Records excerpted from a collection
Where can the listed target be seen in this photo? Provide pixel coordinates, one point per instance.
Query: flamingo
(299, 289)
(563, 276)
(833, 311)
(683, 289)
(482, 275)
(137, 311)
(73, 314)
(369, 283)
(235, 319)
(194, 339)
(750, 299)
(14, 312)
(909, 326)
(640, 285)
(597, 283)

Problem to solve → Reproduce the records above in full, without altering a single character.

Answer box →
Where can the listed target be seen in this photo? Provide pixel coordinates, one point per instance.
Query: flamingo
(299, 289)
(563, 276)
(833, 311)
(683, 289)
(482, 275)
(137, 311)
(73, 314)
(369, 283)
(235, 319)
(194, 339)
(750, 299)
(14, 312)
(909, 326)
(640, 285)
(597, 283)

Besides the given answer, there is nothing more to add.